_What is required_:
Return every one of the records below verbatim, without changing a single character.

_Records for the task_:
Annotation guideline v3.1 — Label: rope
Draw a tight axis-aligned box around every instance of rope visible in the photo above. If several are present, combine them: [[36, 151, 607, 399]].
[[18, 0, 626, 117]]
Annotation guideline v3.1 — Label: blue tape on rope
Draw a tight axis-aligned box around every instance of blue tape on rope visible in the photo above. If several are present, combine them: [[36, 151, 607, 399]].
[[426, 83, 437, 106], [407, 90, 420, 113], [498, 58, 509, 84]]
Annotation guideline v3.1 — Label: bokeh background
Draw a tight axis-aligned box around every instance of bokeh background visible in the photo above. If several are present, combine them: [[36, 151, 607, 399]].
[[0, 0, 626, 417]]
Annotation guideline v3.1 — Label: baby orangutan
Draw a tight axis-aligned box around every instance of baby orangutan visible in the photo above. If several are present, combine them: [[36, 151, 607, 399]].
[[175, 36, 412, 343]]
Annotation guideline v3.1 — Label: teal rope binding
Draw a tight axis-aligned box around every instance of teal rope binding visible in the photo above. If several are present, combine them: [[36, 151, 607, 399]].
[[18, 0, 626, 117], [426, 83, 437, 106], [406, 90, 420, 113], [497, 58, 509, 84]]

_Complete answer_:
Annotation guideline v3.1 — Label: rope
Draw a tight axis-aligned box around every instance of rope visible in the photo above. If several are present, combine them: [[36, 151, 607, 399]].
[[18, 0, 626, 117]]
Annotation guideline v3.1 — Label: blue tape on rope
Draw a tight axis-aligned box around every instance of blue tape on rope visible in the photo above. If several are present, combine them: [[36, 151, 607, 399]].
[[426, 83, 437, 106], [407, 90, 420, 113], [498, 58, 509, 84]]
Annotation guideline v3.1 — Label: bokeh background
Draw a tight axis-aligned box around every instance of bokeh background visible in the photo above. If several are present, combine them: [[36, 151, 607, 399]].
[[0, 0, 626, 417]]
Annotation guideline v3.1 — Label: baby orangutan
Draw a tight axis-aligned box around every instance of baby orangutan visible in the photo above. If several are present, combine them: [[36, 151, 607, 399]].
[[175, 36, 412, 343]]
Annotation guideline v3.1 — Label: teal rope binding
Draw a tight axis-aligned box around every instance of teal rope binding visible in the photo above. If several are present, combine them: [[36, 151, 607, 399]].
[[18, 0, 626, 117], [426, 83, 437, 106], [406, 90, 420, 113], [497, 58, 509, 84]]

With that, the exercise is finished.